Thursday, April 30, 2009


Rather sad that the young folks at IC's Ithacan, journalism students who looked forward eagerly to careers in the biz, have the best local article on the demise of our paper of record.

I find the whole thing depressing in the extreme. And I can't get anyone to publish a single press release I send out. Ugh.

Wednesday, April 29, 2009

Failed States and the Death of Civilization

SAZ sends a sobering read from Scientific American. Every year, the Fund for Peace analyzes destabilized nations of the world and produces a list of failed states, a list that analyzes demographic pressures, economic decline, suspension of the rule of law, and intervention of other states, among other indicators. The 2008 top 20 are:
1. Somalia
2. Sudan
3. Zimbabwe
4. Chad
5. Iraq
6. D. R. Congo
7. Afghanistan
8. Cote d'Ivoire
9. Pakistan
10. Central African Republic
11. Guinea
12. Bangladesh
13. Burma
14. Haiti
15. North Korea
16. Ethiopia
17. Uganda
18. Lebanon
19. Nigeria
20. Sri Lanka
The SA article examines the role of food shortages in the potential for complete governmental collapse in failed states, leading in turn to worldwide disaster. It's well worth reading. The causes of food shortages are destruction of groundwater and topsoil and rising surface temperatures of the planet.

Bounding-box records

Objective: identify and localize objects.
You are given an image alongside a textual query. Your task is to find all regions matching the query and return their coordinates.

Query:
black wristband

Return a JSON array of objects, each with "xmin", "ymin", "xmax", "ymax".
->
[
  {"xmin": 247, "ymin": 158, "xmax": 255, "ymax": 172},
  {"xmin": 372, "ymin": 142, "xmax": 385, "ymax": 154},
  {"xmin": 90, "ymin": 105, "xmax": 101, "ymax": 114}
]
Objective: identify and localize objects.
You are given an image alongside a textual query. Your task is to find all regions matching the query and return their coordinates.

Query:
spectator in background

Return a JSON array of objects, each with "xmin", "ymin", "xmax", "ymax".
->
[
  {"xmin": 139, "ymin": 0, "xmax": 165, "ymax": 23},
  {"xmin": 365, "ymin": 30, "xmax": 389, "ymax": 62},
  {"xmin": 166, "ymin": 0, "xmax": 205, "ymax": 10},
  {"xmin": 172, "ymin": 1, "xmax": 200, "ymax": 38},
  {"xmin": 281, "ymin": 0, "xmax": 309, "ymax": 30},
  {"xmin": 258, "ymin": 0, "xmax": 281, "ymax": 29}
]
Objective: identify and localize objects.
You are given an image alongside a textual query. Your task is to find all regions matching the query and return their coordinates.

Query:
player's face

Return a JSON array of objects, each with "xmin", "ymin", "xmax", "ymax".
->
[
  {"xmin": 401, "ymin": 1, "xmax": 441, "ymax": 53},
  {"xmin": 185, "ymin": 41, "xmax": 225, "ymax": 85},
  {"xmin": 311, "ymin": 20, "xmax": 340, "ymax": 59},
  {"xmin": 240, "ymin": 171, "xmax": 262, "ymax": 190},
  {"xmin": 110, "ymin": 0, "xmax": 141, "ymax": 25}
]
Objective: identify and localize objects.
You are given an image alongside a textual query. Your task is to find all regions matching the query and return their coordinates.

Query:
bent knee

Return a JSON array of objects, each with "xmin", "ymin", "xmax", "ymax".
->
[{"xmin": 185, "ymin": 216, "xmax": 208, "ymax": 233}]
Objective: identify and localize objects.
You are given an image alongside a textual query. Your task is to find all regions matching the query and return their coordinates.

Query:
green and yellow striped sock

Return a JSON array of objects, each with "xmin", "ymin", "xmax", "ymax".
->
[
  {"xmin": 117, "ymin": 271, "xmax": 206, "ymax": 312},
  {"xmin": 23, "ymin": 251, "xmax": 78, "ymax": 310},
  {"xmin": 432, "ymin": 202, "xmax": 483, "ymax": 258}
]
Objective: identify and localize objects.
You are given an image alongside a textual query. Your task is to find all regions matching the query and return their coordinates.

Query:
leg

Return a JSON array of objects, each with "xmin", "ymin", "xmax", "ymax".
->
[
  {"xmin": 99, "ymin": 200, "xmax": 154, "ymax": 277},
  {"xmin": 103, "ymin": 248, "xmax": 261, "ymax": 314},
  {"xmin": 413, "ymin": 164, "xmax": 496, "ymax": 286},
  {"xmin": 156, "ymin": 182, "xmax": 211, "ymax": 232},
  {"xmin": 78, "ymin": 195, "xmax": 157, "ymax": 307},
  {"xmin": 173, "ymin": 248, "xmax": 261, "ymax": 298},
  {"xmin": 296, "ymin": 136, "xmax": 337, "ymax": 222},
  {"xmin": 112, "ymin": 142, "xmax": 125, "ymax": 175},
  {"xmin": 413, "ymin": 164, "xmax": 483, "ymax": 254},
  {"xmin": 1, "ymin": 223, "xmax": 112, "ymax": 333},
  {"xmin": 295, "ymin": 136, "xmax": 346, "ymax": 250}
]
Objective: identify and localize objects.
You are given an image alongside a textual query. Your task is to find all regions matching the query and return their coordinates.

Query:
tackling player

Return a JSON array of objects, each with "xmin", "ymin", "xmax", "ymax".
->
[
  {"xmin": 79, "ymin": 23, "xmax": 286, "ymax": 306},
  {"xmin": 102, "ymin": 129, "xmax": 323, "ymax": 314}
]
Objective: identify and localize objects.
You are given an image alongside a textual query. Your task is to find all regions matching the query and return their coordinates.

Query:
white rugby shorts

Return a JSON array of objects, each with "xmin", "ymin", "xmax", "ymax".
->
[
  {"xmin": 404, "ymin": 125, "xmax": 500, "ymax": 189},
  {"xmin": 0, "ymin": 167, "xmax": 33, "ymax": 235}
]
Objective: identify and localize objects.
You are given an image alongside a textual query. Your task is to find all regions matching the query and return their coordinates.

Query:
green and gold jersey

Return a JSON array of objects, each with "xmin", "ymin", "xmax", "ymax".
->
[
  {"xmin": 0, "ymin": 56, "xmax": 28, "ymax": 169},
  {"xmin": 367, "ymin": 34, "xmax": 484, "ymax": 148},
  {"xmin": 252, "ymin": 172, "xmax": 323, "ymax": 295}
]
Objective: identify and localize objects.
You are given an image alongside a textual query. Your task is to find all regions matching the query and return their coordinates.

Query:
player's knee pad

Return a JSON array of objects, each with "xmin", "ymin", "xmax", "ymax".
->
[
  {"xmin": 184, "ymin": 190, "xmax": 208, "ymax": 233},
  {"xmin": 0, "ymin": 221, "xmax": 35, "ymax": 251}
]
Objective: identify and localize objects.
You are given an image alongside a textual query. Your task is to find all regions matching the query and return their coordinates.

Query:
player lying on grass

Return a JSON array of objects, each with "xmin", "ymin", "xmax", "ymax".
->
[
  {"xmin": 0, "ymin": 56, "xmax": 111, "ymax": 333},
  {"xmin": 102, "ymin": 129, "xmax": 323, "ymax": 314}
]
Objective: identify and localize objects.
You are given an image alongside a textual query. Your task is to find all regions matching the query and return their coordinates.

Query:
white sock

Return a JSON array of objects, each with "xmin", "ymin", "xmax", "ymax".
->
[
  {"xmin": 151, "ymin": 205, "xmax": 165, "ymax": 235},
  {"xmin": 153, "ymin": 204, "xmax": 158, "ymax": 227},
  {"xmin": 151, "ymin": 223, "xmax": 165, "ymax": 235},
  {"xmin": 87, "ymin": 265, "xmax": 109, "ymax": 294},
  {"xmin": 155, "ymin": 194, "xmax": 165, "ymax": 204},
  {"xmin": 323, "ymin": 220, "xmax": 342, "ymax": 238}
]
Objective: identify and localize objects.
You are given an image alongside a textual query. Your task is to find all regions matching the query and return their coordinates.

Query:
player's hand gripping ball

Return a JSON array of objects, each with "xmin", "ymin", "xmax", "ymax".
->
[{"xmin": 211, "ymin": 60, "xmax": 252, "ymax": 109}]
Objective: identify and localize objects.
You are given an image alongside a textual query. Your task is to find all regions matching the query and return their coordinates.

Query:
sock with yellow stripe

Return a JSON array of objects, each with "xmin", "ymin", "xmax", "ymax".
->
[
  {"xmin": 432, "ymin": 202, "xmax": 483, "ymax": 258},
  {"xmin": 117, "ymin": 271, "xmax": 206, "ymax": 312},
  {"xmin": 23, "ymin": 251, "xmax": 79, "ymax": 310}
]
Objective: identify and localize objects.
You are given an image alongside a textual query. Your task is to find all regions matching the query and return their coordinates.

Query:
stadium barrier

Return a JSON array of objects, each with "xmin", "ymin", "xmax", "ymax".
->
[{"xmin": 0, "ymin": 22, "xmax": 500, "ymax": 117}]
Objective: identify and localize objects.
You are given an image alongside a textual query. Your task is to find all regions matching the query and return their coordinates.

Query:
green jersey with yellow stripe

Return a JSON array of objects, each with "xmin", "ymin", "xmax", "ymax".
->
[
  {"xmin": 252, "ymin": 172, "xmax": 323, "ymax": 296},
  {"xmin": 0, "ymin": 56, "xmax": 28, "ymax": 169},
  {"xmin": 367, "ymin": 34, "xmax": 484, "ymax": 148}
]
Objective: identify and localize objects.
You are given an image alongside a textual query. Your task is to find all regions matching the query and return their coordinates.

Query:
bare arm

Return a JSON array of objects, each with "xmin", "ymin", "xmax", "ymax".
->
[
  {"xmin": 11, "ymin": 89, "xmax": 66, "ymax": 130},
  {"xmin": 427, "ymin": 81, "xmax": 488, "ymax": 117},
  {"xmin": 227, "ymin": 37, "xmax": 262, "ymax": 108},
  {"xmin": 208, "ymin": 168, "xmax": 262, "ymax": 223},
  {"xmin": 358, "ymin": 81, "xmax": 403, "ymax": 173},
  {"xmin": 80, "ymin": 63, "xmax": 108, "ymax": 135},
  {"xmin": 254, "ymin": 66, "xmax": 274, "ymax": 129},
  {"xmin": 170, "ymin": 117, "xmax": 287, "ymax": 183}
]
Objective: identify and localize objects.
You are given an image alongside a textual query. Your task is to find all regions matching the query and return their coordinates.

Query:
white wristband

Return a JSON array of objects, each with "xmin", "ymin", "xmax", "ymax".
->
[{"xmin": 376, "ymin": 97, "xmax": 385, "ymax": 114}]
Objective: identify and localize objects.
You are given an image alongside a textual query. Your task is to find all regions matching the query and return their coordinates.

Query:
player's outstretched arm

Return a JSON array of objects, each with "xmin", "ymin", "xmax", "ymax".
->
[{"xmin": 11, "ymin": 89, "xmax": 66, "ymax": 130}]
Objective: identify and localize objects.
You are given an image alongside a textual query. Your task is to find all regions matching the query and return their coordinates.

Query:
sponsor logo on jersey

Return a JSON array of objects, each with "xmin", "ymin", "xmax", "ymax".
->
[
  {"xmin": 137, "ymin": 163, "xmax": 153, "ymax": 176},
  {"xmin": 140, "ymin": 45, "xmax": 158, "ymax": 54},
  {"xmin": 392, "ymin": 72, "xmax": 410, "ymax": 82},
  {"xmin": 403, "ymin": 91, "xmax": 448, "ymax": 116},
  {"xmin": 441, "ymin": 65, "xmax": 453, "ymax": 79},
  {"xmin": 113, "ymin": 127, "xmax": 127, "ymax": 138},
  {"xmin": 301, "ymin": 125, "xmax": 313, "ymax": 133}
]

=== Your tasks ===
**1)** Extract the passage of the blog post starting with "Thursday, April 30, 2009" and going on through "paper of record.", copying it word for word.
**2)** Count the lines of the records that contain the string "sock", treating uppercase and lowercase as different, and reply with only the number.

=== Answers provided ===
**1)**
Thursday, April 30, 2009


Rather sad that the young folks at IC's Ithacan, journalism students who looked forward eagerly to careers in the biz, have the best local article on the demise of our paper of record.

**2)** 3